====== Input rows

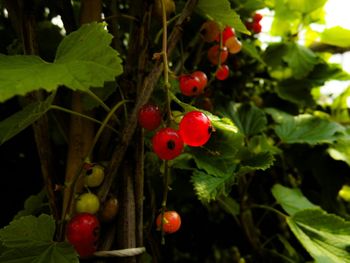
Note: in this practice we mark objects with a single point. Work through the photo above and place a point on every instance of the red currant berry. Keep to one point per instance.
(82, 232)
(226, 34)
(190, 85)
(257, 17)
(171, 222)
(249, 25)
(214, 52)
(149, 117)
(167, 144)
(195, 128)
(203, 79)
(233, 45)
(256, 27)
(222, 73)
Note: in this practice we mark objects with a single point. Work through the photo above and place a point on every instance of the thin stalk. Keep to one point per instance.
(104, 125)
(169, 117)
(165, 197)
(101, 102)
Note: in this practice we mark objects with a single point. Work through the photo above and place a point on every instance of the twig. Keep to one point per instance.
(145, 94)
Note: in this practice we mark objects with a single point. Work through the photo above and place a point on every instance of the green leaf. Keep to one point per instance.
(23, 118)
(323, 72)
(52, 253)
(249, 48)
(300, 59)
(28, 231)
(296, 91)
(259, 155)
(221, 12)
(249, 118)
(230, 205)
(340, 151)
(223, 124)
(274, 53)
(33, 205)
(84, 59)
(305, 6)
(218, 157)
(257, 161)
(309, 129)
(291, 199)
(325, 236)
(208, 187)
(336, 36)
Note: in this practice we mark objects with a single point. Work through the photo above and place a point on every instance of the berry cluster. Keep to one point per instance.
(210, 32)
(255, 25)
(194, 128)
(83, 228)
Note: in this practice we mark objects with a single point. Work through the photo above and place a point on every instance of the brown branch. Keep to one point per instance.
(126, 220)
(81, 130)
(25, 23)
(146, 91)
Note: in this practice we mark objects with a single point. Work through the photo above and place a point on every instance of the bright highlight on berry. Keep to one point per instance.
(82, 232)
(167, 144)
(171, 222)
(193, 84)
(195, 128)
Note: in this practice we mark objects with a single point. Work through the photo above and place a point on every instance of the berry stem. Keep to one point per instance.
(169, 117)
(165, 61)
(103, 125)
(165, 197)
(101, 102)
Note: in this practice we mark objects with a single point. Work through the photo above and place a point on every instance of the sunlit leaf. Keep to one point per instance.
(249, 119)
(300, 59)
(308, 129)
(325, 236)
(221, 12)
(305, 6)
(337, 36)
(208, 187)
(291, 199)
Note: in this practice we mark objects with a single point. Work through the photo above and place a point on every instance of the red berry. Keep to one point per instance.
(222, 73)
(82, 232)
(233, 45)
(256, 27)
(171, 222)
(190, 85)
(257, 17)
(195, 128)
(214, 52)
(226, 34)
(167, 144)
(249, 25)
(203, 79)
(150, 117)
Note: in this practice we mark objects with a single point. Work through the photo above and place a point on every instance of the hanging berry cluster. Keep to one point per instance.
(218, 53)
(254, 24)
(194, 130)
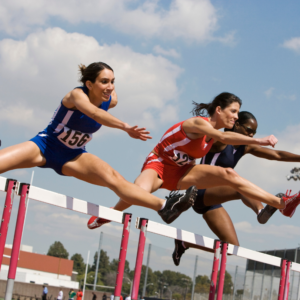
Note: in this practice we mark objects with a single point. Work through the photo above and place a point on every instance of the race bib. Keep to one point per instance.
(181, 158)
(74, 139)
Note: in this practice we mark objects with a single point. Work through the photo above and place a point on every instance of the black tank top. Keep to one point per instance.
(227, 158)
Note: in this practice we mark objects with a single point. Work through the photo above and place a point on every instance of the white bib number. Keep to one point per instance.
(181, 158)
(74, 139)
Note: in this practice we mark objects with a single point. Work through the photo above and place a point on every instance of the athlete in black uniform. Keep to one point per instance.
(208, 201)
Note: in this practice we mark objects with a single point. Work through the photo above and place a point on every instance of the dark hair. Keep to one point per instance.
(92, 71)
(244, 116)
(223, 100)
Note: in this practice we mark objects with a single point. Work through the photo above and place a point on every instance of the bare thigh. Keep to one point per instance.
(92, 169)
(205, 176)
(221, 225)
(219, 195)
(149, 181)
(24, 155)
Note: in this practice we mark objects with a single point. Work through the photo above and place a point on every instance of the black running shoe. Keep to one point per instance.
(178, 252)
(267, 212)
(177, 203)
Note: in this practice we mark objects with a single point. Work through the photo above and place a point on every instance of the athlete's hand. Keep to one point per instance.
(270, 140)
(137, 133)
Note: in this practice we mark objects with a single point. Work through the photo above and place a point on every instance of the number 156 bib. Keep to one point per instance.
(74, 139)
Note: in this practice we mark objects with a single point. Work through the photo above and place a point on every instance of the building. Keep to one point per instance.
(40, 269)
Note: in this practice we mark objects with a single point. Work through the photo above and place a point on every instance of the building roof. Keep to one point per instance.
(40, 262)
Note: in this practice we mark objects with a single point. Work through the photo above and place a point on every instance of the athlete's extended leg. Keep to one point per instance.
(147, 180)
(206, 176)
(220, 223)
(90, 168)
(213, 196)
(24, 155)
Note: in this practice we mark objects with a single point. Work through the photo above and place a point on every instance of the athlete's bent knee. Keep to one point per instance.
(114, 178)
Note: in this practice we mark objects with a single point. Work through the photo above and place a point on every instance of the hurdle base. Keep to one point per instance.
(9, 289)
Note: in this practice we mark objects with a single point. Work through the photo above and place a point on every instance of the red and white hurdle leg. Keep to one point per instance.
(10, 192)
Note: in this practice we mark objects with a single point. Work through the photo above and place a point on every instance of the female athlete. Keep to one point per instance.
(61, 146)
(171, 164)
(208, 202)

============

Problem to work on
Without including any pictures, output all the entries above exactly.

Finished exercise
Note: in this practice we mark objects with a single point. Work through the photo above and place a point on every instance of the red currant berry. Keep to one point per instance.
(82, 232)
(226, 34)
(190, 85)
(257, 17)
(171, 222)
(249, 25)
(214, 52)
(149, 117)
(167, 144)
(195, 128)
(203, 79)
(233, 45)
(256, 27)
(222, 73)
Note: in this practice we mark objects with a single point. Work through the photo above and place a point on every instance of the thin stalk. Keep to one point per instance.
(104, 125)
(169, 117)
(165, 197)
(101, 102)
Note: in this practice we mark objects with a single point. Work through the photo above and place a point on every instance of the twig. Keep to one point per instance.
(145, 94)
Note: in this practice we mark objects with a single point. Work through the photo above and place a point on every instance of the green leaf. Keep to one point per instance.
(23, 118)
(323, 72)
(52, 253)
(249, 48)
(300, 59)
(28, 231)
(296, 91)
(259, 155)
(221, 12)
(249, 118)
(230, 205)
(340, 151)
(223, 124)
(274, 53)
(33, 205)
(84, 59)
(305, 6)
(218, 157)
(257, 161)
(309, 129)
(291, 199)
(325, 236)
(208, 187)
(336, 36)
Note: in this practice we mark objects with a single point. Work through the photo above and place a point on every instance of the berry cluster. Keep to one point per instance.
(210, 32)
(255, 25)
(194, 128)
(83, 228)
Note: in this practice we mark objects with a single point. Work through the photo above and place a point on every instance of the brown branch. Keep to one point per instance.
(126, 220)
(81, 130)
(25, 23)
(146, 91)
Note: in this practice we mark objects with a single point. Work through the photo above and place a point on every instance of the bright highlight on berry. Keep to one point per instance.
(82, 232)
(167, 144)
(171, 222)
(193, 84)
(195, 128)
Note: in this practice we mark objects with a single point. Work through the photo above and place a point on every instance of the berry stem. Keep to one point per instance.
(169, 117)
(165, 61)
(103, 125)
(165, 197)
(101, 102)
Note: in this practice we mark objects with a single point. Work through the photo above and place a point on every instance of the sunlit leaf. Keep to one point per instance.
(249, 119)
(300, 59)
(308, 129)
(325, 236)
(221, 12)
(305, 6)
(337, 36)
(208, 187)
(291, 199)
Note: in this practice we mark objects with a single point. Work through the photo above and place a point on every instance of the red berry. Keep to one point per instance.
(222, 73)
(82, 232)
(233, 45)
(256, 27)
(171, 222)
(190, 85)
(257, 17)
(195, 128)
(214, 52)
(226, 34)
(167, 144)
(249, 25)
(203, 79)
(150, 117)
Note: in this practice we mark objects with a single point. Work through the photo above and place a point on every instance of the hanging berry cluster. Keep to one point per instance.
(218, 53)
(254, 24)
(194, 130)
Note: in this practice we mark objects with a single point. Work through the photo above and place a point on every instance of the race bib. Keep to one point per instance.
(181, 158)
(74, 139)
Note: in this practice we mark objects with a single point. Work through the photo above and place a point on every instance of the black tank top. Keep to one point per instance.
(227, 158)
Note: in this practice we mark objects with a single point. Work through the photo above and place a point on every instance of the white bib number. Keep to one point per instance.
(181, 158)
(74, 139)
Note: in this practice we mark objects with a single point. Work through the photo above and place a point on every instance of the athlete in black uniform. Keep to one point per instance.
(208, 201)
Note: in this practice we mark objects with a single point. Work through the photo above and place a point on every instance of the dark hair. Keep to one point per instance.
(92, 71)
(244, 116)
(223, 100)
Note: in this practice we mark objects with a single point. Work through the photo above and place a point on every instance of the bare thigh. Keep to one point per instance.
(92, 169)
(205, 176)
(221, 225)
(219, 195)
(149, 181)
(24, 155)
Note: in this practice we mark objects with a single point. Work through the photo above and place a point on every instance of the black running shoe. Keep to one point per instance.
(178, 252)
(267, 212)
(177, 203)
Note: in this practice we mark objects with a single point. Work through the photo above and place a point on every instance of the athlete's hand. Keep to one point per instance.
(270, 140)
(137, 133)
Note: in this practice we mark objects with a single point. Work through the photo above and place a point on every instance of the number 156 bib. Keep to one point per instance.
(74, 139)
Note: in this practice we mark objects with a single point. Work through the photo above and place a point on every instance of the building. Keep to one point per instance.
(40, 269)
Note: in this practice we mark objects with a single point. Work through the photo above and place a point on every instance of the building roof. Keep to one point per instance.
(40, 262)
Note: in this practice we mark objects with a single point. Work through the photo above and place a point on every instance of the athlete's extended leg. Keep to one point per instance.
(147, 180)
(206, 176)
(220, 223)
(90, 168)
(213, 196)
(24, 155)
Note: in this practice we mark objects with a single point. Work through the photo above and place a point on every instance of the athlete's bent knee. Keep to one point per instance.
(114, 178)
Note: in this practice we mark objects with a single point. Work through the photo above and place a point on every instance of the hurdle base. Keep to one point per instance.
(9, 289)
Note: in this practice we mark objects with a single point. Work through the photo above and place a point on every instance of the red and white hurdle leg. Keep to one point per instance.
(10, 192)
Note: in this practice we mark objects with a single point. Work through the photo above and place a point on every instance of the female athlete. Keep to one point per instance.
(61, 146)
(171, 164)
(208, 202)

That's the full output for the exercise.